Les questions sont multiples mais une approche partagée par plusieur·e·s élèves se dessine, qui consiste à demander à la personne comment elle a fait pour en arriver là, pour franchir des obstacles, pour trouver la force de surmonter des traumatismes ?
Asma est très à l’aise, dans une forme de dialogue improvisé, à nourrir la démarche. Sa jeunesse est un atout pour discuter avec ce groupe de jeunes, elle est un excellent relai. A la fin de la rencontre, elle rappelle les étapes et ce qu’il faut faire pour la prochaine fois.
Sixième rencontre, avril 2022
Entre chaque séance, Asma et moi nous rencontrons, discutons de la façon dont on pourrait structurer la session suivante, essayons de dégager des éléments qui permettent d’arriver à l’étape de mise en forme de la co-création. Ainsi, nous discutons des noms de personnages partagés par les élèves lors de la séance précédente et spéculons sur la façon dont des rencontres avec ces personnages pourraient s’agencer. Nous arrivons à l’idée que c’est une forme de quête qui se dessine, sans que l’objet de cette quête ne soit pour l’instant identifié. Définir cet objet est une étape importante et nous voulons le faire avec la classe.
Asma a cherché de la documentation sur la façon dont on pourrait aborder l’idée de storyboard, de découpage en plans et en séquences. Je ne sais pas très bien si cela nous sera utile et je commence à me dire que l’on a beaucoup d’ambition mais que nous allons manquer de temps. Mais sans doute a-t-elle raison de dire que ce sont des éléments qui intéresseront les élèves. Si nous sommes parti·e·s dans une bonne direction et que les étapes s’enchaînent avec sens, nous aurions besoin de plusieurs journées de travail pour faire un travail sérieux de préparation du tournage et nous n’avons pas ce temps. Cela résulte en la conception d’un programme qui va s’avérer beaucoup trop chargé pour la journée de travail avec la classe.

◆ Consignes de l'exercice
- A) Selon le récit de l'atelier de co-création avec la classe, à quelle date a eu lieu la sixième rencontre ?
- B) Recopiez mot pour mot le passage du récit de l'atelier de co-création, de « Asma a cherché » à « travail avec la classe. ».
- C) Poursuivez le récit de l'atelier de co-création avec la classe à partir de l'endroit où il s'arrête.
Les entrées ne jouent aucun rôle dans ce travail.

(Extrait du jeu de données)
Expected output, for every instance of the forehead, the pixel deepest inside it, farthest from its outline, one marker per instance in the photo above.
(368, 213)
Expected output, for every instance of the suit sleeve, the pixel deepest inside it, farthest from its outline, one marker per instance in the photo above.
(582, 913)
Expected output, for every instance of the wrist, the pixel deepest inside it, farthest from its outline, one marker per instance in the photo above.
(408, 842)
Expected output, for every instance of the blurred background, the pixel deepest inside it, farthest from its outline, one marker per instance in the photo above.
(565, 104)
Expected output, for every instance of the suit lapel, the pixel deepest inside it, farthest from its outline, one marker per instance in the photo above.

* * *

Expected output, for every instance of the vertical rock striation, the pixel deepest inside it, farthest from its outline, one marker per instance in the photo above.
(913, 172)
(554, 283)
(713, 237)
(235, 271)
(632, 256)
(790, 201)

--

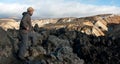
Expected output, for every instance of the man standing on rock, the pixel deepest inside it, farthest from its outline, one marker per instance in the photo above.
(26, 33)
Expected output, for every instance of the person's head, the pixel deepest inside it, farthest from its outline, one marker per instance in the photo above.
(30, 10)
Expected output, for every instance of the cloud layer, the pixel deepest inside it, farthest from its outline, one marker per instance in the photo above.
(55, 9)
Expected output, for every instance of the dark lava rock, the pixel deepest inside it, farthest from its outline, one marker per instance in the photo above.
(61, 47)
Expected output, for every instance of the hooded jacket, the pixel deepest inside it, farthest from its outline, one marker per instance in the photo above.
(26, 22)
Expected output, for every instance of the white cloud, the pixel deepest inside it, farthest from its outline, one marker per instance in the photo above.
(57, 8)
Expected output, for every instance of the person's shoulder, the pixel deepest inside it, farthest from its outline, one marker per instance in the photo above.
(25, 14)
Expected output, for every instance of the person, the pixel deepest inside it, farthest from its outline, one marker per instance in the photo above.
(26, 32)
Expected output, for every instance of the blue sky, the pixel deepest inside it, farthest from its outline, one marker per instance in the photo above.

◆ Réponses par tâche
- A) En avril 2022.

- B)
Asma a cherché de la documentation sur la façon dont on pourrait aborder l’idée de storyboard, de découpage en plans et en séquences. Je ne sais pas très bien si cela nous sera utile et je commence à me dire que l’on a beaucoup d’ambition mais que nous allons manquer de temps. Mais sans doute a-t-elle raison de dire que ce sont des éléments qui intéresseront les élèves. Si nous sommes parti·e·s dans une bonne direction et que les étapes s’enchaînent avec sens, nous aurions besoin de plusieurs journées de travail pour faire un travail sérieux de préparation du tournage et nous n’avons pas ce temps. Cela résulte en la conception d’un programme qui va s’avérer beaucoup trop chargé pour la journée de travail avec la classe.

- C)
Ce plan de route pour la journée ressemblait à ceci :
Début : 8h
Point sur la pause déjeuner, il y aura un buffet (préparé par nos soins), qui fait le ramadan ?
Faire le choix d’un personnage par personne, qui répondra à une question.
Pour définir la question unique de chacun·e, on montre un bout de Chroniques d’un été, on parle de Judith Butler… Idée d’une question dont on cherche la réponse par la quête. 30’
Phase 2: 45’ chacun·e va chercher une réponse à cette question par le personnage.
9h30 : tour de table pour partager ce qu’on a trouvé… avec quoi compléter (visuel)
Ecriture de la séquence du début et de la fin. Qu’est ce qui déclenche la quête, quelle en est l’issue … ‘L’important c’est pas l’issue c’est la quête ‘ Orelsan. 1h
Écriture des mini-séquence: 1h
Midi-13h: pause dèj’
1h: Faire une carte que l’on présentera sur la table. Monde dans lequel on retrouve chaque perso…
14h : début du tournage 6 .
Nous avons prévu une journée complète de travail, l’objectif étant d’écrire le scénario du film et les dialogues. Il y a encore beaucoup de choses à définir avant d’arriver à ce que l’on pourrait appeler un “plan de tournage”. Et puis si la quête est notre forme, ce n’est pas vraiment notre thème et il reste à trouver ce thème commun, en repartant notamment de nos conversations sur le quotidien et la projection dans la vie à plus long terme. Nous avons fait émerger des “inédits possibles” avec cette idée de rencontres fictives et nous devons à présent les traduire, les rendre communicables.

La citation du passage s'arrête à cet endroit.